◆ **Extrait du document**:
--

Le vrai problème, n’est-ce pas plutôt le trou dans la toiture ?

Eh bien, le vrai problème de l’humanité, c’est qu’il s’est coupé de sa relation avec Dieu, il s’est éloigné de lui. Mais Dieu a tout fait pour réconcilier l’humanité avec lui.

Pour cela, il fallait un médiateur, un intermédiaire, un homme qui puisse représenter l’humanité devant Dieu et qui soit aussi agréé par Dieu. Seul Jésus correspond à ces caractéristiques. Seul Jésus est assez saint pour se tenir dans la présence de Dieu en notre nom.

Grâce à lui, nous pouvons être réconciliés avec lui.

L’humanité reste cependant fragile face à la maladie et à la mort car nous sommes soumis à la fragilité de ce monde, mais nous avons cette espérance que la mort n’a pas le dernier mot, car Dieu nous promet une nouvelle terre, des nouveaux cieux, et une nouvelle vie pour tous ceux qui auront accepté ce cadeau de Dieu.

--

[Éléments enregistrés du jeu de données]
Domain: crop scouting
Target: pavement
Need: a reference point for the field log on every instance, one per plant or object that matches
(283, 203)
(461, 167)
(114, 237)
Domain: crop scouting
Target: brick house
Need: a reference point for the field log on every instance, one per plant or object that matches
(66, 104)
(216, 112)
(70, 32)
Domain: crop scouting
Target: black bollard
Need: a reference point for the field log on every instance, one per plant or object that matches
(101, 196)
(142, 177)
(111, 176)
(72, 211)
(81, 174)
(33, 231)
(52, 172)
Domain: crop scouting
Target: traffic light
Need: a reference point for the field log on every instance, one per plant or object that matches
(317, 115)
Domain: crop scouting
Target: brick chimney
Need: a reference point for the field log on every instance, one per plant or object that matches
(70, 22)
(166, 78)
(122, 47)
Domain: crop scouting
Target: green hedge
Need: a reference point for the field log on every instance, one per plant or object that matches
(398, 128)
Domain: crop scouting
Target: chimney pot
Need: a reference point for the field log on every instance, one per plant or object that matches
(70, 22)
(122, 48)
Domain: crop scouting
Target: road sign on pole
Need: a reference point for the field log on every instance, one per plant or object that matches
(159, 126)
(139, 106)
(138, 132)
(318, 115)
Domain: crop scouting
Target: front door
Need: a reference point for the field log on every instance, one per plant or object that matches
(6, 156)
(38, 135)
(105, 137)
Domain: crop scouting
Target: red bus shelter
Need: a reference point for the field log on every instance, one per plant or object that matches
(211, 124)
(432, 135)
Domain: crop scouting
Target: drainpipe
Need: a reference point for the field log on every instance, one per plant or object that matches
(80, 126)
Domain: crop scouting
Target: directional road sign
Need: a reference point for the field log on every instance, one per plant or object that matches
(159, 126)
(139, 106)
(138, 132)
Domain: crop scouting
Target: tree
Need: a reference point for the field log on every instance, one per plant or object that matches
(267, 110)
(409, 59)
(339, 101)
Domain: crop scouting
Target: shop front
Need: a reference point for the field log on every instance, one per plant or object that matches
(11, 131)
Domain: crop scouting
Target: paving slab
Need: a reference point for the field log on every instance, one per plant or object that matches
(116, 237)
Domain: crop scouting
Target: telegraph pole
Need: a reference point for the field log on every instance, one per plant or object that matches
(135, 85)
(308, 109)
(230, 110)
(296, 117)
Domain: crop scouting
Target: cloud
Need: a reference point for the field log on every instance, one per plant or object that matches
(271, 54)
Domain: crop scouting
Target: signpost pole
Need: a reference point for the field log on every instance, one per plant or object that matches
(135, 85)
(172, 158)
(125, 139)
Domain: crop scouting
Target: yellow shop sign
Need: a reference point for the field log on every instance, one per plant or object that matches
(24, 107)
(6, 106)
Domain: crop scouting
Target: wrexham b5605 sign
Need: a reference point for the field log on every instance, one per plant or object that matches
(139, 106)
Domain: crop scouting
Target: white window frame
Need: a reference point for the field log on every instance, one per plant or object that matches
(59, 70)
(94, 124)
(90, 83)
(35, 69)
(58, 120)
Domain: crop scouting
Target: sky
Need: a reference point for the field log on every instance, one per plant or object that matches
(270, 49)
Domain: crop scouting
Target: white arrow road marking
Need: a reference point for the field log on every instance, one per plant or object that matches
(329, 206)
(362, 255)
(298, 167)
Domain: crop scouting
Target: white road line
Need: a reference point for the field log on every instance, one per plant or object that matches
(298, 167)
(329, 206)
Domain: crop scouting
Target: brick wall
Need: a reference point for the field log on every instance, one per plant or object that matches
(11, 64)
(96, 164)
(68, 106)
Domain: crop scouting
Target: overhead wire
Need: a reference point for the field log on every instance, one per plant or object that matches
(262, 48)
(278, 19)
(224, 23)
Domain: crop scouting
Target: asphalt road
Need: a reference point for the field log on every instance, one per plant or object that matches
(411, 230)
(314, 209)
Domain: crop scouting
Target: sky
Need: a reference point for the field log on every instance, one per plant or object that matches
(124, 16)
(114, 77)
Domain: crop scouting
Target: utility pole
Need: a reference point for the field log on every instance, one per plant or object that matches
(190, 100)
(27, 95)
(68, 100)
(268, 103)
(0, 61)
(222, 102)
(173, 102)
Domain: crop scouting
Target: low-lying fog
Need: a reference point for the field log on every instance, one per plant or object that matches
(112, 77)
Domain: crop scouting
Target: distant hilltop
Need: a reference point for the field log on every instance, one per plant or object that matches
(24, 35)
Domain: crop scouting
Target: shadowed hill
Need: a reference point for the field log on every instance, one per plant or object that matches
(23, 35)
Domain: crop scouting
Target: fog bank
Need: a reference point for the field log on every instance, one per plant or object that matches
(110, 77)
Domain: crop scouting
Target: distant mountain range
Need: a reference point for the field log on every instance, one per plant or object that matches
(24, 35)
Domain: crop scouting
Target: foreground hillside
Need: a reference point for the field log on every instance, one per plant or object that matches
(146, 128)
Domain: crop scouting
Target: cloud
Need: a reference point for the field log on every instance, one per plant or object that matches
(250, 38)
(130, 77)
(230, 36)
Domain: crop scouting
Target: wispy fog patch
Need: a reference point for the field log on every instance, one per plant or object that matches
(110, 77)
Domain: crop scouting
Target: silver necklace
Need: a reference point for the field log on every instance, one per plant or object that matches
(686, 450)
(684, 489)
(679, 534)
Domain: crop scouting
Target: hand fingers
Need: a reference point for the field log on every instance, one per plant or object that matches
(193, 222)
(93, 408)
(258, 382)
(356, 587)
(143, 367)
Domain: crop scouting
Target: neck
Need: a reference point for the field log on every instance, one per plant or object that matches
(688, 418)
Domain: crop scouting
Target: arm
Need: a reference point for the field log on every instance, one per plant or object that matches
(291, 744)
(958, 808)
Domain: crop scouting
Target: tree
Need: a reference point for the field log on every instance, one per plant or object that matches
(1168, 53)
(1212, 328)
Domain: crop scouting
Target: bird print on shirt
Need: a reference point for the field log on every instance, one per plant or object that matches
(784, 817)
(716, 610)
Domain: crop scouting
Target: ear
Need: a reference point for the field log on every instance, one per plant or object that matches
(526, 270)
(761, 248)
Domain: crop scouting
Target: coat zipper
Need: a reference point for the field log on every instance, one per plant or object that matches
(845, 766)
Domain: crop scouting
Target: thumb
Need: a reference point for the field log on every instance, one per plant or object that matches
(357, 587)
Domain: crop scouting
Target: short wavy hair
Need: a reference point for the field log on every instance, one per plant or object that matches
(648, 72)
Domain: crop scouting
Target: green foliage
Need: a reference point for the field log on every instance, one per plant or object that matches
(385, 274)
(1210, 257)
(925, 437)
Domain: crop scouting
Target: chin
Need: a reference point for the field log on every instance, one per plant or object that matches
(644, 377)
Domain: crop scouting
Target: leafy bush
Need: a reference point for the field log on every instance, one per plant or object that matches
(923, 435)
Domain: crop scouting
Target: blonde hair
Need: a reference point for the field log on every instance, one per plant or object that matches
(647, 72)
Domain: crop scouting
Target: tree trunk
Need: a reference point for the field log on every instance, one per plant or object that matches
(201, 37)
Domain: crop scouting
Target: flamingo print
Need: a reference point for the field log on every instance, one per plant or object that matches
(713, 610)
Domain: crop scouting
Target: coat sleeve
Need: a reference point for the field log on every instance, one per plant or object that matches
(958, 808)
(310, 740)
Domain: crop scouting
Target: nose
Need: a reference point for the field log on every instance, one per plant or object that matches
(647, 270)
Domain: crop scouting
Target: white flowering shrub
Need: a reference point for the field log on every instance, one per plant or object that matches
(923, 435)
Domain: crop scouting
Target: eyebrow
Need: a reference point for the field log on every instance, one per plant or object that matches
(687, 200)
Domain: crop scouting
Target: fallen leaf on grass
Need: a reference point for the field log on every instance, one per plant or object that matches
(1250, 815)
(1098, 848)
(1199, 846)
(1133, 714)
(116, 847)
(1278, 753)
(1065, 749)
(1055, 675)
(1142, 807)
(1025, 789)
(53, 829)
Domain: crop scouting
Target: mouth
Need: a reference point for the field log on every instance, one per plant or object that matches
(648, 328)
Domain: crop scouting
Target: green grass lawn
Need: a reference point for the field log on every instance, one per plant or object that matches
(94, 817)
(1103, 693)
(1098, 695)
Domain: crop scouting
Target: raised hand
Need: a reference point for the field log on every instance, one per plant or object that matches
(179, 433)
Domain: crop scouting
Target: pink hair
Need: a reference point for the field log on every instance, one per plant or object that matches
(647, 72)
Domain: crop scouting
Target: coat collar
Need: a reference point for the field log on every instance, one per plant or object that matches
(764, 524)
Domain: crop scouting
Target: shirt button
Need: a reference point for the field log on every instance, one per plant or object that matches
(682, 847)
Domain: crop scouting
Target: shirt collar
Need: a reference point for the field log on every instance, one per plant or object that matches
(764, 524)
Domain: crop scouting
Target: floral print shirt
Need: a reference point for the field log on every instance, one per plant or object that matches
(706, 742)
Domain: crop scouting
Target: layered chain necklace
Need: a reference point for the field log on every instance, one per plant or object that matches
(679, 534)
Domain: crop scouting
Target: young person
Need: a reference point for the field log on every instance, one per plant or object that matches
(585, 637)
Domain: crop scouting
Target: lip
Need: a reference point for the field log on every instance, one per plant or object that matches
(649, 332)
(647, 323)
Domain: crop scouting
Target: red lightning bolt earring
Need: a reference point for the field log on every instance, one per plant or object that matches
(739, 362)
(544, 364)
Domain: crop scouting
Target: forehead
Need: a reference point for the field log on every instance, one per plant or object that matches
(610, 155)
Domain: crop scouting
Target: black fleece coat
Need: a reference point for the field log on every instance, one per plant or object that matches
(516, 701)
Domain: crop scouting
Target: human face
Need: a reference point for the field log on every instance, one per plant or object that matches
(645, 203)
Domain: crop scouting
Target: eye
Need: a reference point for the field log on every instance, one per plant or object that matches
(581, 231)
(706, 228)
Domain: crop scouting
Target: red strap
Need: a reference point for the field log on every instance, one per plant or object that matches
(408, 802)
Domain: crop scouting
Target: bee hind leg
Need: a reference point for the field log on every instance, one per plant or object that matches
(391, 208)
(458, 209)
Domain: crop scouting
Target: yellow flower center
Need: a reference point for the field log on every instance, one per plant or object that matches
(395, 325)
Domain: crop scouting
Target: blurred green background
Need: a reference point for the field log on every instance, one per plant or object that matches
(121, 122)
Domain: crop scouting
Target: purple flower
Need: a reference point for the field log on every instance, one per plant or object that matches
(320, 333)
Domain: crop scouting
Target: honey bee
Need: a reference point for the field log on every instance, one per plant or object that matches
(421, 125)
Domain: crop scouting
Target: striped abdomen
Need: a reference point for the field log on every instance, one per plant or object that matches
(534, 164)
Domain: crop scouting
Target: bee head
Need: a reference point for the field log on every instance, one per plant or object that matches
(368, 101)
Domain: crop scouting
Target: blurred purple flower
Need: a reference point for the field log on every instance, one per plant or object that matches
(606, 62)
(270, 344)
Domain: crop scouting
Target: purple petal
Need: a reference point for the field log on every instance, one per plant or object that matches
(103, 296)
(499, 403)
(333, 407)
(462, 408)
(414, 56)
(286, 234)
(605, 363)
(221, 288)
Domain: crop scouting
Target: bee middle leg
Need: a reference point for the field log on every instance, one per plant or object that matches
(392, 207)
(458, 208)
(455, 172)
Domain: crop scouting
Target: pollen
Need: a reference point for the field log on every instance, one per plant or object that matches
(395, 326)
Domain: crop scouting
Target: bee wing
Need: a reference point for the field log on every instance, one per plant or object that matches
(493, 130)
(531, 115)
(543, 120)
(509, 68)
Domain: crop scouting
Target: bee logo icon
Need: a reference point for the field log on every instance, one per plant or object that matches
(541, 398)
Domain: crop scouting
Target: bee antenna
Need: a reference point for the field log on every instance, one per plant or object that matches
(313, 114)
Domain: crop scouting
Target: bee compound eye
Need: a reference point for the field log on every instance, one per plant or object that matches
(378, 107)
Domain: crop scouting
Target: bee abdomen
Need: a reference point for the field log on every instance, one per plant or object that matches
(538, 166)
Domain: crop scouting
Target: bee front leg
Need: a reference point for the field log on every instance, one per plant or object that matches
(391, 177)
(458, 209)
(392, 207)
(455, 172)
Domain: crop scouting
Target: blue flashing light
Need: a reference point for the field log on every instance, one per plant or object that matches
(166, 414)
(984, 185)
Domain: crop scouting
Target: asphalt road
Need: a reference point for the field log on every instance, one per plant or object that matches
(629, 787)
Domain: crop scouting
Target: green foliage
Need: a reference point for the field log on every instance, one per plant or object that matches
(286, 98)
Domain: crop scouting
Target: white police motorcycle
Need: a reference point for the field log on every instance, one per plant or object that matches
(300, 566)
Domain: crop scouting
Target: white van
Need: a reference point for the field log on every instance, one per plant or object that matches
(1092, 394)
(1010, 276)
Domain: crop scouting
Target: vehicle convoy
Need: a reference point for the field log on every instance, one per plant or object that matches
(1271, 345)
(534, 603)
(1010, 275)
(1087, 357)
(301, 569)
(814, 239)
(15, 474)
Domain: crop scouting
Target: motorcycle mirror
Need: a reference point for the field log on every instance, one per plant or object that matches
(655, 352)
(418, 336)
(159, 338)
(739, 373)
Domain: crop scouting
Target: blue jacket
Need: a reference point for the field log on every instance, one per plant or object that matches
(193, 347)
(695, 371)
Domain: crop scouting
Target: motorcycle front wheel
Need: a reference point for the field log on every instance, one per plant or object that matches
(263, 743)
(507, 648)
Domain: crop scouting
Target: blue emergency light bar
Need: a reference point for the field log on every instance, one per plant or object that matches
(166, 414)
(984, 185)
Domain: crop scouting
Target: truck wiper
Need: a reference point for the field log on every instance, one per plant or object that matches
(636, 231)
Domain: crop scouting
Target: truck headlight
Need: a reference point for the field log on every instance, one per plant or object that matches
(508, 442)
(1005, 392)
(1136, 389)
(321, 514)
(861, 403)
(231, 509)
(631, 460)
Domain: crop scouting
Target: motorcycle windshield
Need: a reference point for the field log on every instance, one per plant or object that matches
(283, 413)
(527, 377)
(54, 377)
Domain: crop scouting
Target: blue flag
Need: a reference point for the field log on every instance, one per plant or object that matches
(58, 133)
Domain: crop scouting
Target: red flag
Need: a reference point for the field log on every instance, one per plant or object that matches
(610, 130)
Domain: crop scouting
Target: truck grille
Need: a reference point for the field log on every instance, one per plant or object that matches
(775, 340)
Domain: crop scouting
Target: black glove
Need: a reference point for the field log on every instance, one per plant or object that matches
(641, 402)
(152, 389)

--

◆ **Consigne**:
Reproduisez mot pour mot l'extrait sur la réconciliation de l'humanité avec Dieu.

◆ **Réponse rédigée**:
Le vrai problème, n’est-ce pas plutôt le trou dans la toiture ?

Eh bien, le vrai problème de l’humanité, c’est qu’il s’est coupé de sa relation avec Dieu, il s’est éloigné de lui. Mais Dieu a tout fait pour réconcilier l’humanité avec lui.

Pour cela, il fallait un médiateur, un intermédiaire, un homme qui puisse représenter l’humanité devant Dieu et qui soit aussi agréé par Dieu. Seul Jésus correspond à ces caractéristiques. Seul Jésus est assez saint pour se tenir dans la présence de Dieu en notre nom.

Grâce à lui, nous pouvons être réconciliés avec lui.

L’humanité reste cependant fragile face à la maladie et à la mort car nous sommes soumis à la fragilité de ce monde, mais nous avons cette espérance que la mort n’a pas le dernier mot, car Dieu nous promet une nouvelle terre, des nouveaux cieux, et une nouvelle vie pour tous ceux qui auront accepté ce cadeau de Dieu.